DOCUMENT EXTRACT ->

Signal Chain Structure

Premier Guitar’s rig rundown documented the specific signal chain organization: Mason separates his effects into two loop stations. The primary loop station contains his clean boost and drive pedals. A separate loop station runs what he calls his “more trippy effects” — the Stereo Memory Man and Tremvelope. The Radial Cabbone handles speaker cabinet switching between different speaker configurations.

This organized approach — separate switchers for different categories of effects — is the professional session guitarist’s practical solution to having many options available while keeping individual signal paths clean and manageable.

Strings, Picks & Setup

Strings: The National Thumbpickers Hall of Fame induction (2011) confirms Mason’s hybrid picking approach, which influences string choice. The Glaser Bender requires specific consideration: bender systems work best with consistent string gauges, particularly for the B string that the bender affects. Standard light or medium-light electric gauge is typical for Nashville session guitarists who need to balance feel, tone, and bending facility.

Thumbpick: Mason’s National Thumbpickers Hall of Fame induction confirms his primary technique. The thumbpick provides the driving bass-string rhythm foundation while the fingers handle the chicken-pickin’ treble work — the same fundamental approach as James Burton’s, Glen Campbell’s, and the broader Nashville fingerpicking tradition.

The Glaser Bender technique: The B-string bender activates by pushing down on the guitar strap, bending the B string up by one whole step. In E-position chord shapes, this produces the pedal-steel-characteristic bend from B up to C# — the most distinctive interval in traditional country guitar. Controlling the speed and depth of the bender activation requires physical practice: the body movement that activates the bender must be coordinated with the fretting-hand position that makes the bent note land in tune.

DATASET EXCERPT ->

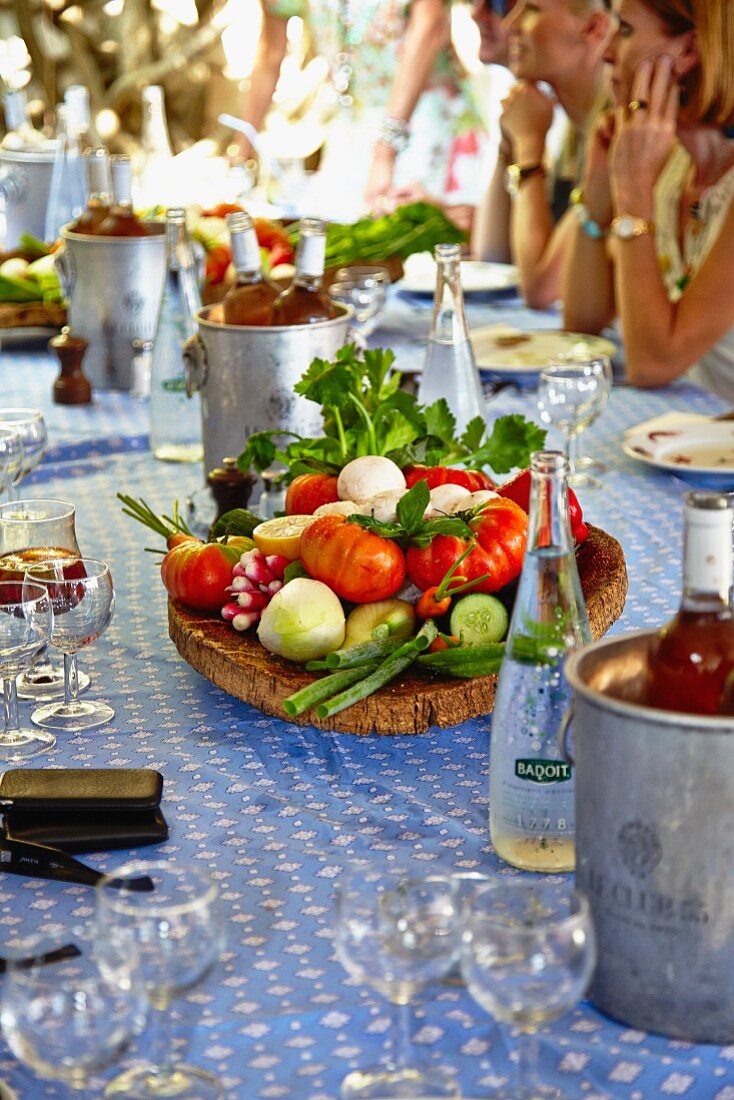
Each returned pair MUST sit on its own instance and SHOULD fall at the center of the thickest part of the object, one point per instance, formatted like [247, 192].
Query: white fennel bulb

WHAT YOU WILL DO -> Resume the write-up on Mason's guitar rig and setup, carrying it on from its final sentence.

TASK RESULT ->
Setup: The Telecaster’s three-pickup configuration requires specific routing of the guitar body, modified pickup selector wiring, and the physical installation of the Glaser Bender mechanism — all of which Mason’s custom shop builds incorporate into the instrument’s structure. The .05 capacitor in the tone circuit (recommended for the wah-sweep technique) is a carry-over from the Gatton-influenced approach that Mason may share as part of the Nashville Telecaster tradition.

Playing Style & Tone Philosophy: Every Sound on One Guitar

Brent Mason’s playing style is the definitive example of the Nashville session guitarist’s specific virtues: reliability, versatility, taste, and the ability to produce exactly what the song needs without excess. He is celebrated for his chicken pickin’ — the percussive, staccato treble-string technique he inherited from the James Burton tradition — but his full range extends from clean jazz voicings through rockabilly twang, country double-stops, blues bends, and anything else the session requires.

Chicken Pickin’ — The Nashville Technical Foundation

Mason’s chicken pickin’ is considered the benchmark in Nashville. Guitar Player called his Telecaster work “Tele-whacking, chicken-pickin’, double-stopping, face-melting, mind-blowing solos.” The technique — damped bass strings, snapping treble attacks, rapid alternate picking — is the same vocabulary James Burton developed in Louisiana, transmitted through the Nashville studio tradition and applied to the specific commercial country context with commercial results that Burton himself never achieved.

The National Thumbpickers Hall of Fame induction (2011) specifically acknowledges his thumbpick-based approach: the thumbpick on the right thumb driving bass strings while the fingers handle melody and chicken-pickin’ work — the complete hybrid picking tradition applied at the highest professional level.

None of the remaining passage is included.